Your instructions>
Continue the essay on patient advocacy, picking up after its last sentence.

Page text>
Start of Block

Taking Our Seat at the Table: How Patients Who Think Big Can Shape Healthcare, Research and Policy

When I first entered the world of advocacy I never imaged that my journey would lead to discussions with regulators, global advisory committees and policymakers, shaping the future of healthcare and academia. Like many advocates my starting point was deeply personal: a lived experience that demanded change. Personal motivation can become powerful professional expertise if we allow ourselves to think bigger.

For graduates of the EUPATI Patient Expert Programme, the question is not whether your skills are needed but how far you are willing to let these skills take you. My advocacy portfolio spans founding the Irish Neonatal Health Alliance, shaping European Standards of Care, contributing to governance across more than 80 research studies, and serving on multiple international boards. In addition, I hold key roles with several national and regulatory bodies, including the Health Research Board’s funding panels, the National Office of Research Ethics, the National Office for Clinical Audit, Expert Advisory Groups developing Clinical Guidelines in Maternity, Obstetrics and Bereavement, the Health Products Regulatory Authority, and the University College Cork Clinical Research Facility, where I serve as an Embedded Patient Researcher.

Within the academic sector, I design and deliver curricula for medical professionals, healthcare students, industry partners, patients, and researchers. I also provide mentorship to PhD candidates and emerging patient experts, supporting capacity-building across the research ecosystem.

End of Block

(Collected data entries)

Start of Block

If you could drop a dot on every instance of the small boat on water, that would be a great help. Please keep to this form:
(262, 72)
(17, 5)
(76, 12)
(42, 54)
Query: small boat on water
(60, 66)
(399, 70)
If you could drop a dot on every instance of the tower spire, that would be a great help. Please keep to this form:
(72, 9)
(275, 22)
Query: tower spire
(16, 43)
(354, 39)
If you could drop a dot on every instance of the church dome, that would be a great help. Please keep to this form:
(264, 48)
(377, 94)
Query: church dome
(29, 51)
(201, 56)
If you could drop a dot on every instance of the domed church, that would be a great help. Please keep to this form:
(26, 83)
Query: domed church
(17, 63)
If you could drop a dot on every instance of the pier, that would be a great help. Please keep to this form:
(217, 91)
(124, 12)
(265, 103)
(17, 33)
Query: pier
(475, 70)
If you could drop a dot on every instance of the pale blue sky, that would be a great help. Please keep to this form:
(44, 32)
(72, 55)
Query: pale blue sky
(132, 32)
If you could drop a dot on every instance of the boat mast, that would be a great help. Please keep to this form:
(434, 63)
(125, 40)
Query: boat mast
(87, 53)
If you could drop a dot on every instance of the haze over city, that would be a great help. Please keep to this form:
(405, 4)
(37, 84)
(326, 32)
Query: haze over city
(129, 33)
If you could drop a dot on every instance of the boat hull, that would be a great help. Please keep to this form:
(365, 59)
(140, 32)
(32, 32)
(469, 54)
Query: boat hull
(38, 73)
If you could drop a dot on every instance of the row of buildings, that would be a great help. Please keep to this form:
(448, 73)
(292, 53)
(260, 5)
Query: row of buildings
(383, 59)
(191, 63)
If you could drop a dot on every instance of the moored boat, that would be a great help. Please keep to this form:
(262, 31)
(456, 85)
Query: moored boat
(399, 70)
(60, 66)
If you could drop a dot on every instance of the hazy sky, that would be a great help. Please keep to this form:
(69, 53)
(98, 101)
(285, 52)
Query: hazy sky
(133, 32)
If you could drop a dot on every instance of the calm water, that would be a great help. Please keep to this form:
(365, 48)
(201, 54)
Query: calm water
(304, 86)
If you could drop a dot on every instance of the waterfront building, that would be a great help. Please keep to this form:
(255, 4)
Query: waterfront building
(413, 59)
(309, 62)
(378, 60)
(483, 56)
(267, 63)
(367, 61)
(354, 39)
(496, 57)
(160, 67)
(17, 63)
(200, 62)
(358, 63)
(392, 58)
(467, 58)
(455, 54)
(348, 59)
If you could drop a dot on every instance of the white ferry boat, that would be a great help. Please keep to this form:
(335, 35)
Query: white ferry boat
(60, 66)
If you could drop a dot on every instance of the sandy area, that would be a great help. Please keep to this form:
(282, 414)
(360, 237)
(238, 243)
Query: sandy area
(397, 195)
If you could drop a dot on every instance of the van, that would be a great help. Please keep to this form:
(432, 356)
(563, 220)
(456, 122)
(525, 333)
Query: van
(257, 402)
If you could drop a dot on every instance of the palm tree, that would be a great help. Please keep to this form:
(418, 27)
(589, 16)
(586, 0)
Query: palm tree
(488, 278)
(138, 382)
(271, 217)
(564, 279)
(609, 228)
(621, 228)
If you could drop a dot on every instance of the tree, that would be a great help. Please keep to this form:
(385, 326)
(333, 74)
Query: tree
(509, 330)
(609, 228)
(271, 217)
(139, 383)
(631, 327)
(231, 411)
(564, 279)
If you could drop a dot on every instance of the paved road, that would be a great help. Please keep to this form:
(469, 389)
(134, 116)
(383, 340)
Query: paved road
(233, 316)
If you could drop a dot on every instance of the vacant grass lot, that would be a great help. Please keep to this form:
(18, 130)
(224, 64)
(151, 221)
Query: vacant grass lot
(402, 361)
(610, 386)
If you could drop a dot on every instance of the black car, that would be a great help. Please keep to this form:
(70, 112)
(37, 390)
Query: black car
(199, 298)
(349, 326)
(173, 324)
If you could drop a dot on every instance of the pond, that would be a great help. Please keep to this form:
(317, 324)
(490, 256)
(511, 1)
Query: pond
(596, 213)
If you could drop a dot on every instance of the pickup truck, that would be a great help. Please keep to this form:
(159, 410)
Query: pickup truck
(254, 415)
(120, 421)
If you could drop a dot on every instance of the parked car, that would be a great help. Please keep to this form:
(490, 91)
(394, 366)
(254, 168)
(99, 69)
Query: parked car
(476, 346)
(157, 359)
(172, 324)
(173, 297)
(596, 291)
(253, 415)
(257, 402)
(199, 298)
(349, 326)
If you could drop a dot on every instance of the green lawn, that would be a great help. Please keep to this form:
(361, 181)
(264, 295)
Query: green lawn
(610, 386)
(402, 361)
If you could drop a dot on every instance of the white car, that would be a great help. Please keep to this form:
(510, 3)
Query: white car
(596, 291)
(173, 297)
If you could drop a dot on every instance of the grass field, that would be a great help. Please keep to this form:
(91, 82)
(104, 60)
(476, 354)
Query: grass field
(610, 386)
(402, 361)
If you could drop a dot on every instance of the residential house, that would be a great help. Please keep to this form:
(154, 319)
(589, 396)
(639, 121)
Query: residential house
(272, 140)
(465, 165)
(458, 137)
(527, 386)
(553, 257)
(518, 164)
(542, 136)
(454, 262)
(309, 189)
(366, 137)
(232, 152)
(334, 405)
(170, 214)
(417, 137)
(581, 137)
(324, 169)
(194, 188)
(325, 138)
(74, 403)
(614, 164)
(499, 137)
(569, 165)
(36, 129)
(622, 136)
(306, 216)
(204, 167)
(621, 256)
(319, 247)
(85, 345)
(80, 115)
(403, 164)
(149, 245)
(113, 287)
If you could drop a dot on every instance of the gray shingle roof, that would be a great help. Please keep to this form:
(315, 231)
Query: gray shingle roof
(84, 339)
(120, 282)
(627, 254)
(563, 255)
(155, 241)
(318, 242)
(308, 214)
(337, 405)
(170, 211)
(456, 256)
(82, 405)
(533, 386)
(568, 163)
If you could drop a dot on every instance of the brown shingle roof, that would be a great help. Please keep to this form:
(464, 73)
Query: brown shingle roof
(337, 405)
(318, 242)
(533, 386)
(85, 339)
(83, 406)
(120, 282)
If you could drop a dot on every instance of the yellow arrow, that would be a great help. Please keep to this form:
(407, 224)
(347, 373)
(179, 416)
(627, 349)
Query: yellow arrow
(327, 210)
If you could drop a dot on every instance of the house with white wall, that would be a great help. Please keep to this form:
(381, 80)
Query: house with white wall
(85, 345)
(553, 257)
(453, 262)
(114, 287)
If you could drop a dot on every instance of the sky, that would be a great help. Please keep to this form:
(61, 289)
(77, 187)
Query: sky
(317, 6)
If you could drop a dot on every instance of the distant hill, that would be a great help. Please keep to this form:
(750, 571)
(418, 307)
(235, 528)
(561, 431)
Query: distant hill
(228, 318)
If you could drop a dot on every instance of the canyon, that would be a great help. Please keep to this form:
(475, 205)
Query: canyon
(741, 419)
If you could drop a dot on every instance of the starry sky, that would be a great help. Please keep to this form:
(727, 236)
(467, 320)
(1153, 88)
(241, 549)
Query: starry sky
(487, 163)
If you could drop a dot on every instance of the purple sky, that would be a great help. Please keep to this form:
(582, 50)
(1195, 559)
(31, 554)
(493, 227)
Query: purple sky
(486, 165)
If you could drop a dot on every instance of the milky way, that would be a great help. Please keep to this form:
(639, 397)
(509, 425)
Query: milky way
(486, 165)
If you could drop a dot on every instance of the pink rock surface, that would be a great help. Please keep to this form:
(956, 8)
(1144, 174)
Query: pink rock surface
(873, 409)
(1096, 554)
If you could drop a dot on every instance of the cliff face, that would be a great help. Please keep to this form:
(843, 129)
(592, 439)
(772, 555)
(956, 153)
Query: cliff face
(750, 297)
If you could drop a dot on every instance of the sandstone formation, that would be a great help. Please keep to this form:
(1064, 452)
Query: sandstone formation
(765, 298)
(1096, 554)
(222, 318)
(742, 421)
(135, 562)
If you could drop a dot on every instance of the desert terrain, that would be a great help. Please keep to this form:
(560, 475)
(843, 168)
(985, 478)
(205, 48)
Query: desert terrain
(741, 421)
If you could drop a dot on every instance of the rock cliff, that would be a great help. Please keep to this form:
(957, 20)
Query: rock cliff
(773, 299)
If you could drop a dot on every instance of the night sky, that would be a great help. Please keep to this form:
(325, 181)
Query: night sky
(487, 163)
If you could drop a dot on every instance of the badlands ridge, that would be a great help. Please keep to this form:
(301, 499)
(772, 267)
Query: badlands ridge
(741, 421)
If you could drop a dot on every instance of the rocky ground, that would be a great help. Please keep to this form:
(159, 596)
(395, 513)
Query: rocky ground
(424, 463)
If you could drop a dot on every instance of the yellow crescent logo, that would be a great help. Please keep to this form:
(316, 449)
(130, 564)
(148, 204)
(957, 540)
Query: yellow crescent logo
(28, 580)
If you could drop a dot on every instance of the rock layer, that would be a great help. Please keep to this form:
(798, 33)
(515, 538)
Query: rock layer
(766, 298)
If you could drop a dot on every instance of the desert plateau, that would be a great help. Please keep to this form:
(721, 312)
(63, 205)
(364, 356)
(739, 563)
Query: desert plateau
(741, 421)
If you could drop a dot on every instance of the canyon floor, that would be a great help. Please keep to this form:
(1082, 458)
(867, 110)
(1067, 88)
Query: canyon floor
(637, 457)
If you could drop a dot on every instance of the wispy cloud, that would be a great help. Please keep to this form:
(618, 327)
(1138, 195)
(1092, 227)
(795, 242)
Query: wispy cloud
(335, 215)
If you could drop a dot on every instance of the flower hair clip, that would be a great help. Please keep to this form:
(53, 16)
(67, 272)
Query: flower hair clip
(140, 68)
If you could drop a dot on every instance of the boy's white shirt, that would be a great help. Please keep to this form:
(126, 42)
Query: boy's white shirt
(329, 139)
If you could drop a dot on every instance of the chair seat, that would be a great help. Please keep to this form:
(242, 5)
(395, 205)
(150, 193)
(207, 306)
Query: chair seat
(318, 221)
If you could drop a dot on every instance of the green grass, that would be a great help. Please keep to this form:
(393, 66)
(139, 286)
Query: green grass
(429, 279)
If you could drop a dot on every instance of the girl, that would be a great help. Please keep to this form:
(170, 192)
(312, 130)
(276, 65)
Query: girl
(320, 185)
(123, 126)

End of Block

Answer section>
In the healthcare and policy space, I collaborate with the Department of Health on strategic policy development e.g. Expanding The Role Of Pharmacy and work closely with the Health Service Executive on initiatives such as developing a national Patient Portal. I also serve on the governance board overseeing the development of Ireland’s new maternity hospital at the St. Vincent’s Hospital site, lead public-facing training initiatives focused on clinical guideline development and do Health Technology Assessments with the Health Information and Quality Authority and engage with quality improvement and patient safety initiatives.

None of these opportunities came because I was the loudest voice in the room. They came because I recognised something fundamental: patient advocates have a type of expertise that clinical training, research degree or policy textbook cannot provide. Increasingly decision-makers are acknowledging this and seeking opportunities to integrate it meaningfully.

EUPATI graduates stand at the intersection of lived experience and scientific understanding. We know how healthcare systems feel for patients and their families and we also understand the scientific, ethical and regulatory frameworks that shape them. This dual perspective is rare and transformative. Many advocates underestimate their value and see themselves as storytellers rather than strategists and contributors rather than leaders. Lived experience is not a side note, it is data. Insights are evidence and participation in decision-making is not symbolic; it strengthens the quality and relevance of decisions.

My neonatal journey began with a desire to ensure that no family would face the same challenges as mine did. But storytelling alone cannot drive system change. Real change requires stepping into policy-making, regulation, ethics committees, research design, clinical audit, clinical guideline development, academia, and health technology assessment, spaces I once assumed were far beyond my reach. Through roles with the NIDCAP Federation International, the European Foundation For The Care Of Newborn Infants and the Global Alliance For Newborn Care, I learned that systems only evolve when people with lived experience influence them from within. We are not outsiders offering commentary; we are experts contributing essential knowledge. Opportunities just don’t appear – we create them.

Many new graduates wonder where to begin. Start with what matters to you. Start where you see gaps. Start where silence has consequences. When I learned that Ireland lacked a 24-hour National Neonatal Transport Service, I tackled the issue head on. When maternity leave legislation excluded mothers of premature infants, I campaigned until the law was changed. Not having a National Model of Neonatal Care was adversely affecting the outcomes for our preterm community so I joined forces with influential stakeholders to develop one. Every initiative began with the belief that the system could do better and a refusal to wait for someone else to take the lead.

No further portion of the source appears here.